PROBLEM: Give every line of the material again, exactly as written.

SUPPLIED RECORDS:
+---+
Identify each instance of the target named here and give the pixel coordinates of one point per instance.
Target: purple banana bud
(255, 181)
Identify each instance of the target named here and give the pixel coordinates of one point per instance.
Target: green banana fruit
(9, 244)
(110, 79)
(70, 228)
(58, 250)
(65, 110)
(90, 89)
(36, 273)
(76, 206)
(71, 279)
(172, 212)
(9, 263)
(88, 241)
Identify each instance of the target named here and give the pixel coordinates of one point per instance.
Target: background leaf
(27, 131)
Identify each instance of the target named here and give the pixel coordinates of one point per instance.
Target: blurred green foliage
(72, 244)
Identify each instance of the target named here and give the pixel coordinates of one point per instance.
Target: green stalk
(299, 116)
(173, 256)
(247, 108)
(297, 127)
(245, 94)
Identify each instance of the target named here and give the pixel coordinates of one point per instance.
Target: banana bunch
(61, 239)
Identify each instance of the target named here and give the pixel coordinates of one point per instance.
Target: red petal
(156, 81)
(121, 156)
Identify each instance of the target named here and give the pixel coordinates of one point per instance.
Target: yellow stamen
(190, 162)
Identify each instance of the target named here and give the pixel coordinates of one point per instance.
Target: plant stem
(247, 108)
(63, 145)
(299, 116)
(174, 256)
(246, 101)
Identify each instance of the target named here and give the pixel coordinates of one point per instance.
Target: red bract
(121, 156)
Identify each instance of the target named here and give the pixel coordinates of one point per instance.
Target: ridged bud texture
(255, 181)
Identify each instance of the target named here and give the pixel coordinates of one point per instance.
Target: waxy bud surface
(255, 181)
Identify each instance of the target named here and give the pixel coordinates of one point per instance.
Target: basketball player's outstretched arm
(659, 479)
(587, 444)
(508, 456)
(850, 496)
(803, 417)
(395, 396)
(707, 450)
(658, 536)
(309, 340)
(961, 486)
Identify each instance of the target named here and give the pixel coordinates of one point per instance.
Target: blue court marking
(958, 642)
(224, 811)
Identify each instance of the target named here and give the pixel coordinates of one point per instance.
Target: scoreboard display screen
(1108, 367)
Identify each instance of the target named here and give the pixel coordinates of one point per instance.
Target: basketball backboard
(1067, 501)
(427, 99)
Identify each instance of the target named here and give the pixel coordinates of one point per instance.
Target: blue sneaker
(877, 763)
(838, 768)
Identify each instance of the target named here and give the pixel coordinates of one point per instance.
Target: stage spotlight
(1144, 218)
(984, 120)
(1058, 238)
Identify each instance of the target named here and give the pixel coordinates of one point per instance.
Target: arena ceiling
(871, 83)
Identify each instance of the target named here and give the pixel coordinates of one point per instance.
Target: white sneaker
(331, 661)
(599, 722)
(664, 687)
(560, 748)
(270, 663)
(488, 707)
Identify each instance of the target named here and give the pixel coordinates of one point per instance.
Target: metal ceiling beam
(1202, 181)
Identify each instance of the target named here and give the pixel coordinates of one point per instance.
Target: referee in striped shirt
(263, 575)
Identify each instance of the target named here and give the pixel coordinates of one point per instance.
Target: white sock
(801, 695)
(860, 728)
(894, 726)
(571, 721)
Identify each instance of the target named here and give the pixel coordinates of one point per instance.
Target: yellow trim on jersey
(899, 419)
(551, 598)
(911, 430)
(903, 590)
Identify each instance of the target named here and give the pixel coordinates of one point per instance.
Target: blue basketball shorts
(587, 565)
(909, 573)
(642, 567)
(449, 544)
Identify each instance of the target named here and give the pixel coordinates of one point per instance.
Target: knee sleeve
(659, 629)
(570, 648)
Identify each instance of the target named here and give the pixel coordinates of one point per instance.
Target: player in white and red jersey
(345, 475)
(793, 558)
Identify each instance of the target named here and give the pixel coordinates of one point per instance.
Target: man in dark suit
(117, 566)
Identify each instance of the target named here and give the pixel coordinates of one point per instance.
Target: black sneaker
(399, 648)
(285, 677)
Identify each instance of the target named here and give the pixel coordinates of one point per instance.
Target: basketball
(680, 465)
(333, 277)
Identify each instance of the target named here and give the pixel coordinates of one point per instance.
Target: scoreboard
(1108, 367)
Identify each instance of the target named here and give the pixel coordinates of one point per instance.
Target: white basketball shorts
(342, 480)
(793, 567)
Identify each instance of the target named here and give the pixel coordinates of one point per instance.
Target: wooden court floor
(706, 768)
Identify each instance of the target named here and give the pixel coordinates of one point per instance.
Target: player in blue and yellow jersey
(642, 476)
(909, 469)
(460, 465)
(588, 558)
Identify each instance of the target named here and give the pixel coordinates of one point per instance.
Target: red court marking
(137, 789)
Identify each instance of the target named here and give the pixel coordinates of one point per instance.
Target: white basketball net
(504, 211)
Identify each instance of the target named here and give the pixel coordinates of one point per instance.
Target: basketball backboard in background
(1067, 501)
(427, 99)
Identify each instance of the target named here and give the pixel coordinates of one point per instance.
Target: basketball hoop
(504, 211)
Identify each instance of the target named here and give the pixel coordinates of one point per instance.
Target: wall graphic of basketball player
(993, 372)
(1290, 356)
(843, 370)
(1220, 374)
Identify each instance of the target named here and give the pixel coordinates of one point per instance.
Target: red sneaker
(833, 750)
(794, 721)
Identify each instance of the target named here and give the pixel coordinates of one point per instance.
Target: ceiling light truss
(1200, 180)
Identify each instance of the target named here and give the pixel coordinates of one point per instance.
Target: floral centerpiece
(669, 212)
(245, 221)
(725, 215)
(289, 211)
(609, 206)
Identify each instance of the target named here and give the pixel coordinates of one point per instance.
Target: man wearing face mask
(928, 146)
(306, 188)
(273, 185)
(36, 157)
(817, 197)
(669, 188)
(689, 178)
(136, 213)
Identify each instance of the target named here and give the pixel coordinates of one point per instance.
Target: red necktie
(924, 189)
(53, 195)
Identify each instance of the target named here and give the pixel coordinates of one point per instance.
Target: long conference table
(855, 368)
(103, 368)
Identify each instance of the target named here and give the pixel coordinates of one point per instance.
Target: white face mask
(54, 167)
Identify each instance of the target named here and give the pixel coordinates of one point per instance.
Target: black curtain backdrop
+---+
SOLUTION:
Identify each instance of the target named here and give the pixel coordinates of one point per instance.
Target: purple banana bud
(255, 181)
Identify each instance of the target named here and give the pixel coordinates of one point per instance.
Target: green banana fruit
(9, 244)
(110, 79)
(70, 228)
(58, 250)
(65, 110)
(90, 89)
(36, 273)
(76, 206)
(71, 279)
(172, 212)
(9, 263)
(88, 241)
Identify each instance of the target named here and give the pixel coordinates of one point per instance.
Target: background leaf
(27, 131)
Identify each instance of the target named here and give the pixel coordinates of one point per instance.
Target: blurred green foliage
(72, 244)
Identify each instance of the target named here and give the pixel coordinates of one point per instance.
Target: green stalk
(299, 116)
(173, 256)
(247, 108)
(297, 127)
(245, 94)
Identify each instance of the target named here and give the pixel coordinates of one point per instance.
Target: banana bunch
(61, 239)
Identify each instance of the target named here and give the pixel coordinates of one point per instance.
Target: red petal
(156, 81)
(121, 156)
Identify each instance of the target named here and give the pixel coordinates of one point per instance.
Target: yellow stamen
(190, 162)
Identify each instance of the target named here and give the pixel coordinates of one point per instance.
Target: plant stem
(247, 108)
(63, 145)
(299, 116)
(174, 256)
(246, 101)
Identify each instance of the target named here and give the pixel coordinates of one point per instance.
Target: red bract
(121, 156)
Identify each instance of the target named here and give the pixel coordinates of one point per instance.
Target: ridged bud texture
(255, 181)
Identify each instance of the target named here and give the pixel coordinates of one point per instance.
Target: waxy bud surface
(255, 181)
Identify each instance of the target named here and give the pixel coordinates of one point per instance.
Target: basketball player's outstretched arm
(659, 479)
(587, 444)
(508, 456)
(850, 496)
(803, 417)
(395, 396)
(707, 450)
(658, 536)
(309, 340)
(961, 486)
Identify each instance of the target named here and give the pixel coordinates of one point per instance.
Target: blue court marking
(958, 642)
(224, 811)
Identify each instance of the target named here and give the pixel coordinates of one point per instance.
Target: scoreboard display screen
(1108, 367)
Identify each instance of the target named here and give the pixel coordinates of one point per instance.
Target: basketball backboard
(1067, 501)
(427, 99)
Identify each instance of the target named here and give the pixel coordinates of one point per instance.
Target: blue sneaker
(877, 763)
(838, 768)
Identify each instance of the target named here and give the pixel coordinates of one point per instance.
Target: stage spotlight
(1144, 218)
(984, 120)
(1058, 238)
Identify each instance of the target named here and give the pixel coordinates of one point per instance.
Target: arena ceiling
(871, 83)
Identify each instance of the target named here and give the pixel coordinates of one point per instance.
Target: white sneaker
(331, 661)
(599, 722)
(664, 687)
(560, 748)
(270, 663)
(488, 707)
Identify each instance of the target named here and give the pixel coordinates of one point per instance.
Target: metal ceiling beam
(1202, 181)
Identify each instance of the target named here and give the pixel coordinates of one point per instance.
Target: referee in striped shirt
(263, 575)
Identify each instance of the target named here and give the pixel coordinates of one point per instance.
Target: white sock
(801, 695)
(860, 728)
(894, 726)
(571, 721)
Identify each instance of the target named here and give the pixel coordinates of one point per instance.
Target: yellow trim on jersey
(899, 419)
(551, 598)
(911, 430)
(903, 590)
Identify each instance of the target named here and give the pixel coordinates of one point per instance.
Target: blue basketball shorts
(587, 565)
(909, 573)
(642, 567)
(449, 544)
Identify each instance of the target named here and give the pixel coordinates of one point per instance.
Target: knee sleeve
(659, 629)
(570, 648)
Identify each instance of the target named here and give the pixel coordinates of one point per instance.
Target: player in white and red jersey
(345, 475)
(793, 558)
Identify each instance of the target named here and give the pixel coordinates of one point per instance.
Target: man in dark suit
(117, 566)
Identify each instance of the target named here and give the pixel coordinates of one point per instance.
Target: black sneaker
(399, 648)
(285, 677)
Identify each instance of the target named here and give the pixel coordinates of one point per instance.
Target: basketball
(680, 465)
(333, 277)
Identify each instance of the target named here and give the pixel coordinates of one point per instance.
Target: scoreboard
(1108, 367)
Identify each instance of the target named here and give the pixel coordinates of one point per instance.
Target: white basketball shorts
(342, 480)
(793, 567)
Identify each instance of the target named here and give the pixel coordinates of one point per instance.
Target: wooden court floor
(706, 768)
Identify each instance of the target named here and give the pixel coordinates of one point per instance.
Target: player in blue and yellow jersey
(642, 476)
(909, 469)
(460, 465)
(588, 558)
Identify each instance of the target named here and give the pixel coordinates of one point per instance.
Target: red court marking
(137, 789)
Identify each instance of the target named here and give the pixel coordinates of one point per instance.
Target: white basketball net
(504, 211)
Identify each instance of the target named here and give the pixel coordinates of one point per instance.
Target: basketball backboard in background
(1067, 501)
(427, 99)
Identify each instance of the target named here and give the pixel coordinates of one point per instance.
Target: basketball hoop
(504, 211)
Identify each instance of the target named here and give the pixel coordinates of one point per instance.
Target: wall graphic of basketball player
(993, 372)
(1290, 356)
(843, 370)
(1220, 374)
Identify each instance of the target named here and give the pixel coordinates of one point per instance.
Target: red sneaker
(833, 750)
(794, 721)
Identify each instance of the target named here and give the pixel coordinates of one point per instance.
Target: ceiling light truss
(1200, 180)
Identify each instance of the target named here and give the pixel coordinates of one point per instance.
Target: floral centerpiece
(669, 212)
(245, 221)
(725, 215)
(289, 211)
(609, 206)
Identify each instance of the target named here and give the pixel coordinates of one point per instance.
Target: man wearing face mask
(928, 146)
(306, 188)
(273, 185)
(36, 157)
(817, 197)
(669, 188)
(689, 178)
(136, 213)
Identify each instance of the target named here and give the pixel coordinates of one point per instance.
Target: red necktie
(924, 189)
(53, 195)
Identify each instance of the target named here and give the pixel coordinates of one point per instance.
Target: long conference table
(855, 368)
(103, 368)
Identify each instance of the target named here and give the pixel coordinates of one point per instance.
Target: white face mask
(54, 167)
Identify each instance of the target named here and give the pixel coordinates of one point per instance.
Target: black curtain backdrop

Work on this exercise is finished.